** begin **

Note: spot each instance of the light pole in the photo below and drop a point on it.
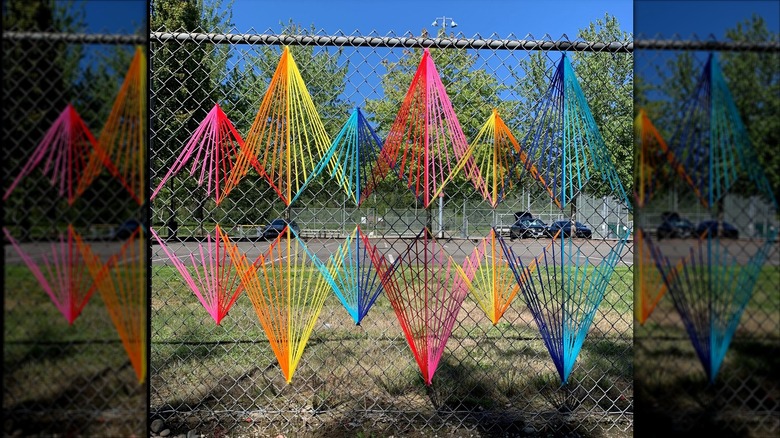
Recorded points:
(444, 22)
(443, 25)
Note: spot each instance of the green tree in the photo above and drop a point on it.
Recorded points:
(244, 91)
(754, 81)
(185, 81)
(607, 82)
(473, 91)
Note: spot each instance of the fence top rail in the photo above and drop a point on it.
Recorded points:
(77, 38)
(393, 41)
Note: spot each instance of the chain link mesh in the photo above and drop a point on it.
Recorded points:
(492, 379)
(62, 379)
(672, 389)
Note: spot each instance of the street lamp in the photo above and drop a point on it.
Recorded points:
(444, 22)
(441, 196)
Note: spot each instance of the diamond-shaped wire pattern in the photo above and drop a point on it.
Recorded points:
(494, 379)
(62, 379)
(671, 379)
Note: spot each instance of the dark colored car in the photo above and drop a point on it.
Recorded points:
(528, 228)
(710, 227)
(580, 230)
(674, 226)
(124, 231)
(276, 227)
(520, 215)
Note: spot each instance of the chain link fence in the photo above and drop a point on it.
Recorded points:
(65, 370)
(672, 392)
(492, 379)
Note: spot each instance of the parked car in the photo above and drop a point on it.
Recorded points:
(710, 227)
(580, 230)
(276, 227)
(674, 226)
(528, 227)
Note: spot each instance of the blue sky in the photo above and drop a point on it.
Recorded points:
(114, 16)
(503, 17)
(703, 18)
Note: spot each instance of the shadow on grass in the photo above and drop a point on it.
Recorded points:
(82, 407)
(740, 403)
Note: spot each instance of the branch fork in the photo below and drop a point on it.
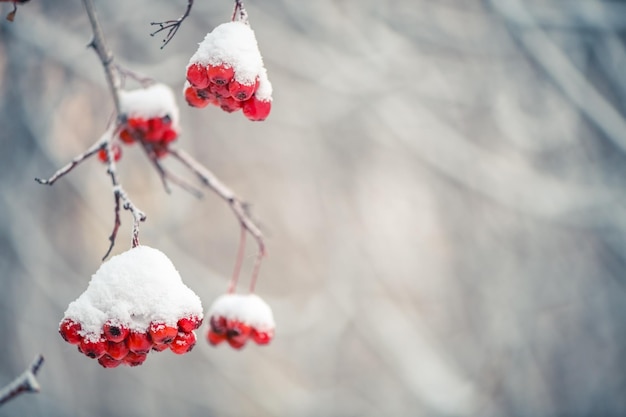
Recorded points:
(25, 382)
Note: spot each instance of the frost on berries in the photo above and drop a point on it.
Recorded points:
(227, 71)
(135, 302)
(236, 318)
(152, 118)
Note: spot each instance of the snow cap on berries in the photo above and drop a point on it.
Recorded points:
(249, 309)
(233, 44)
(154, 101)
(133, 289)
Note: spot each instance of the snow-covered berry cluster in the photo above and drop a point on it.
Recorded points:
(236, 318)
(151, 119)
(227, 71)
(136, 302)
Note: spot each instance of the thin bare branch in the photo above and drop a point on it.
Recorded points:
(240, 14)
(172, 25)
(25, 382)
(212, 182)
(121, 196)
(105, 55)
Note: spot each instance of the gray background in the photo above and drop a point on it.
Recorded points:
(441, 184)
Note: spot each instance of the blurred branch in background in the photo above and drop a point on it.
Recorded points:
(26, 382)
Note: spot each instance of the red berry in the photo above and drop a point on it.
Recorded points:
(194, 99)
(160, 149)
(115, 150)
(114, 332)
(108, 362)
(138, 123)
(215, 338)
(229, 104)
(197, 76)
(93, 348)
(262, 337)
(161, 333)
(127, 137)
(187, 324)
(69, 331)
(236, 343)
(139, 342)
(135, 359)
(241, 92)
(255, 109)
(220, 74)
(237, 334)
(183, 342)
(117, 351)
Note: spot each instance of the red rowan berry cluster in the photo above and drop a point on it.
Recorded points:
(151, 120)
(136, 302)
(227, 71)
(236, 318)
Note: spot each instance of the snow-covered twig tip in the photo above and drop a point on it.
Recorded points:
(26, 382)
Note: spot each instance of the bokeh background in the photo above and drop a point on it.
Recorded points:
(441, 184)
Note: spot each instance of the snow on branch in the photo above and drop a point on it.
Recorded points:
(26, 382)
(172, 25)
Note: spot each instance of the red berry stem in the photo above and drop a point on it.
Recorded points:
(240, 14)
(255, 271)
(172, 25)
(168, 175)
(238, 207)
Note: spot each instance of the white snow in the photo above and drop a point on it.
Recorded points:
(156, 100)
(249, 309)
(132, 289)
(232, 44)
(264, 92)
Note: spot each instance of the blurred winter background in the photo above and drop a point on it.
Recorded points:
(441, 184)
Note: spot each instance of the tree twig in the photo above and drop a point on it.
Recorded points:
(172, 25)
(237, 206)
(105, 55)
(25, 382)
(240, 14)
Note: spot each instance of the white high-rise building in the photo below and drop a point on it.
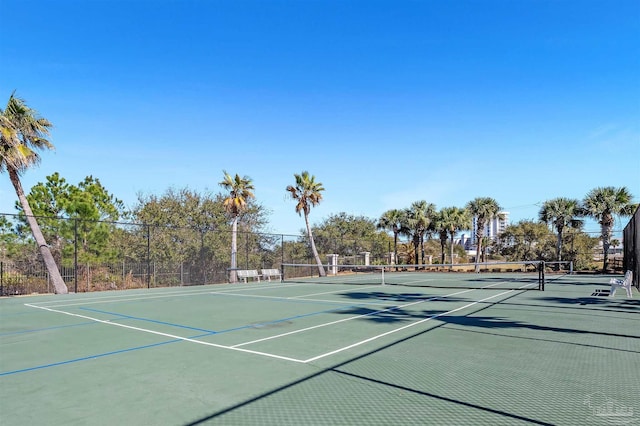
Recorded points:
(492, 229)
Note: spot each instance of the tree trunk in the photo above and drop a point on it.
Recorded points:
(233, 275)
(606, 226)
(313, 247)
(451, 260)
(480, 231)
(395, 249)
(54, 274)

** end **

_REQUEST_
Reproduce all of the rows above word for word, leaving out the pictures.

_REPLY_
Note: spot each instance of the light pole in the photo below and drop a point on it.
Recorded points:
(444, 22)
(443, 25)
Note: spot each instance of the green tree in the photo above and drop a point on it.
Recorded points:
(244, 91)
(754, 81)
(185, 81)
(607, 82)
(473, 91)
Note: spot each instance of the fence top rail in the photo above and drop a point on it.
Recorded points:
(77, 38)
(393, 41)
Note: spot each instance of the chain link mesh in the photo above and drop a point on it.
Recorded points:
(492, 379)
(62, 379)
(672, 389)
Note: spot each instance of the street lamp in the photo above and drop a point on it.
Recorded points:
(444, 22)
(441, 196)
Note: spot each instance of the diamond-shaped wire pattern in the photo above and drop a point on it.
Recorded points:
(494, 379)
(62, 379)
(671, 379)
Note: spot each instance of the dark colored car in the photo above and drop a point on it.
Recorded points:
(528, 228)
(710, 227)
(580, 230)
(674, 226)
(124, 231)
(276, 227)
(520, 215)
Note: spot each instance of the chain link fence in the photo above and drop a point on it.
Recorded points:
(65, 370)
(672, 392)
(492, 379)
Note: spot each instance of the parked car in the photo above and drop a point on it.
Recorded points:
(710, 227)
(580, 230)
(276, 227)
(674, 226)
(528, 227)
Note: spot each instance of the blue sky in the photo above and drop a point on it.
Recorded points:
(114, 16)
(503, 17)
(703, 18)
Note: spot each instance of the shadow on grass in the photo above and drop a point on it.
Recorded points:
(82, 407)
(740, 403)
Note: spot each instance of the branch fork in the photo below and drop a point on it.
Recorded points:
(25, 382)
Note: spot each instance of the frost on berries in the photo above and drop a point on it.
Recorded points:
(227, 71)
(135, 302)
(236, 318)
(152, 118)
Note: spot each instance of the snow cap on berries in the photo above and drop a point on it.
Recorded points:
(249, 309)
(233, 44)
(154, 101)
(133, 289)
Note: spot each instance of the snow-covered berry cluster in the photo above and drop a point on it.
Recorded points:
(236, 318)
(151, 119)
(227, 71)
(136, 302)
Note: spot each instance of the thin bare branch in the photo above and drop a point on it.
Recorded points:
(240, 14)
(172, 25)
(25, 382)
(212, 182)
(121, 196)
(105, 55)
Note: spot each instance of the gray background in the photo above and drop a point on it.
Recorded points:
(441, 184)
Note: spot each instance of the blurred branch in background in the photo above and drop a point on it.
Recorded points:
(26, 382)
Note: spot each instance of the red berry in the photo above and drop a point on it.
Recorded points:
(194, 99)
(160, 149)
(115, 150)
(114, 332)
(108, 362)
(138, 123)
(215, 338)
(229, 104)
(197, 76)
(93, 348)
(262, 337)
(161, 333)
(127, 137)
(187, 324)
(69, 331)
(236, 343)
(139, 342)
(135, 359)
(241, 92)
(255, 109)
(220, 74)
(237, 334)
(183, 342)
(117, 351)
Note: spot each instance of the red rowan berry cluster in the photo above and drop a point on it.
Recorded points:
(151, 120)
(136, 302)
(227, 71)
(236, 318)
Note: spot each instance of the snow-covered twig tip in the photo above and drop a point on it.
Recorded points:
(26, 382)
Note: spot each instance of the bokeh background in the photo above and drop a point on it.
Recorded points:
(441, 184)
Note: spot each instance of the snow on branch in the photo above and drop a point on it.
Recorded points:
(26, 382)
(172, 25)
Note: spot each instance of the red berry stem in the photo above and drop a point on it.
Recorded points:
(240, 14)
(255, 271)
(172, 25)
(168, 175)
(238, 207)
Note: spot each instance of the white snow in the photo above and drop a point on it.
Recorded points:
(156, 100)
(249, 309)
(132, 289)
(232, 44)
(264, 92)
Note: spot each instance of the blurred winter background in the photo above and drop a point on it.
Recorded points:
(441, 184)
Note: spot each instance of the tree twig in the photo above and drop a point on it.
Recorded points:
(172, 25)
(237, 206)
(105, 55)
(25, 382)
(240, 14)
Note: spot each instance of the white high-rise building in the photo below and drop a point on it.
Recorded points:
(492, 229)
Note: spot each instance of the tree trunk in the photo above and drop a point on it.
Recorded points:
(233, 275)
(606, 226)
(313, 247)
(451, 260)
(480, 231)
(395, 249)
(54, 274)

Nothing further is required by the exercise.